Prompt 1:
In the passage on legumes, by how much are soybeans associated with reducing the risk of stomach and gastrointestinal cancers?
Prompt 2:
Reproduce the passage on legumes from "Soy isoflavones are" up to and including "and gastrointestinal cancers.".
Prompt 3:
Condense the paragraph of the passage on legumes that begins "Peas bring their own set of benefits" into a short bulleted list that keeps its main facts.

Another blood sugar reducer (get used to that good news when eating beans and legumes!), lentils are linked to lower rates of diabetes when eaten regularly. Lentils can also improve gut health and bowel function by slowing the rate of stomach-emptying in both humans and dogs. Lentils support heart health by lowering LDL cholesterol and increasing the “good” HDL cholesterol in the body.
Peas bring their own set of benefits to the dinner table. Another great source of protein and fiber, pea flour has also been shown to reduce belly fat and insulin resistance better than wheat flour. Pea fiber has the same ability to reduce blood sugar after a meal as other legumes do, as well as to lower blood triglycerides and increase feelings of satiety and fullness. Pea fiber has even been shown to reduce the need for laxatives in elderly participants due to its ability to improve gut health and regularity.
Often found in Asian cuisine and the basis of tofu, soybeans not only have many of the same benefits of other legumes (lowering blood pressure, reducing cholesterol), but they also have high levels of isoflavones, antioxidants that are responsible for a slew of their own health benefits.
Soy isoflavones are phytoestrogens, meaning they can mimic estrogen in the body, which is particularly beneficial to women going through menopause. A study of postmenopausal women showed that after 2 years of taking soy isoflavones, the loss of vitamin D, calcium, and overall bone density was significantly reduced. Soybeans are also associated with a 15% reduction in risk of stomach and gastrointestinal cancers.

Supplied data:
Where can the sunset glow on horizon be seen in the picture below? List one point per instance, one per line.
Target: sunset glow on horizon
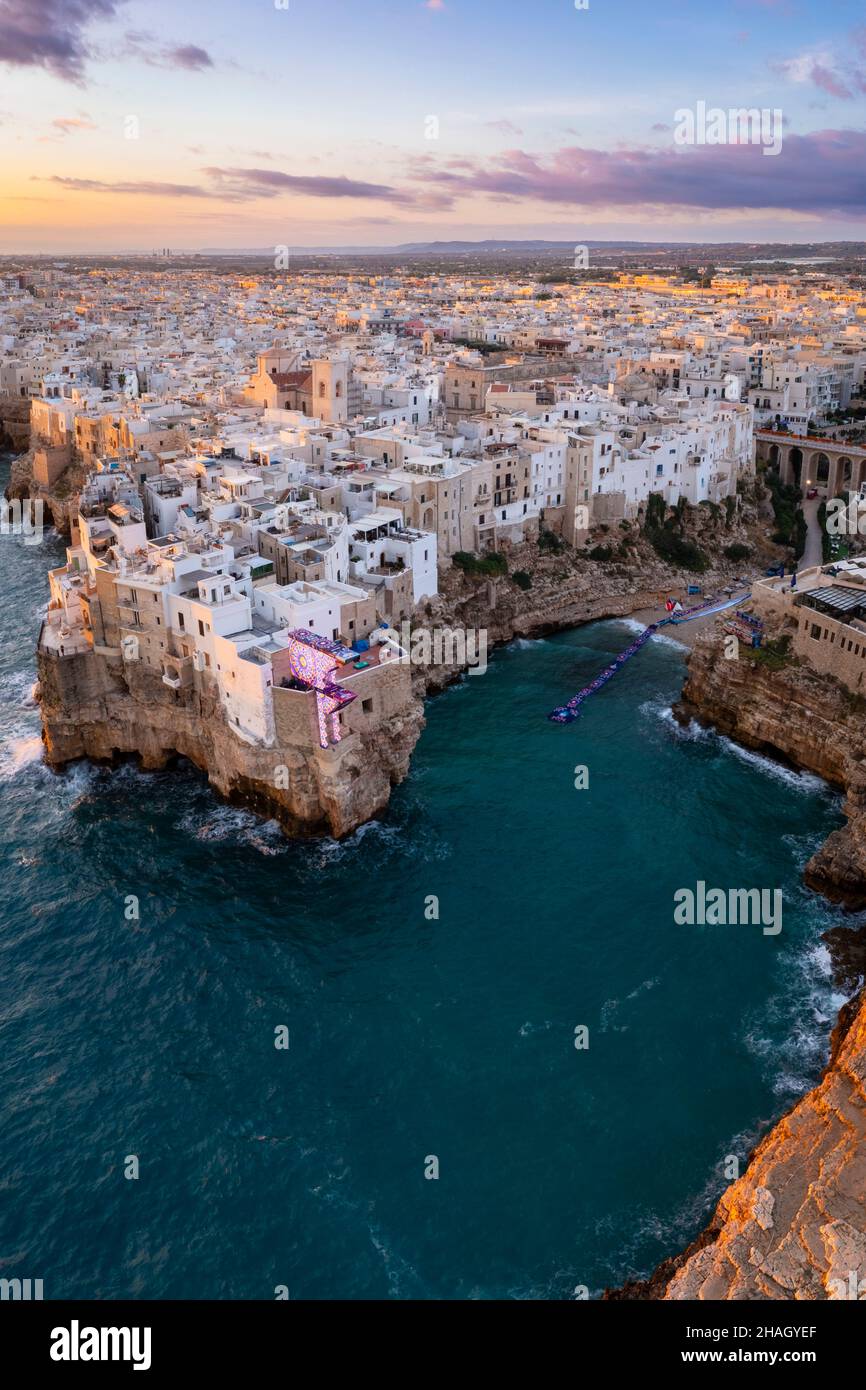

Your solution 1:
Soybeans are associated with a 15% reduction in that risk.

Your solution 2:
Soy isoflavones are phytoestrogens, meaning they can mimic estrogen in the body, which is particularly beneficial to women going through menopause. A study of postmenopausal women showed that after 2 years of taking soy isoflavones, the loss of vitamin D, calcium, and overall bone density was significantly reduced. Soybeans are also associated with a 15% reduction in risk of stomach and gastrointestinal cancers.

Your solution 3:
- Peas are a good source of protein and fiber.
- Pea flour reduces belly fat and insulin resistance better than wheat flour.
- Like other legumes, pea fiber lowers blood sugar after a meal. It also lowers blood triglycerides and increases feelings of satiety and fullness.
- Pea fiber improves gut health and regularity, which has reduced the need for laxatives in elderly participants.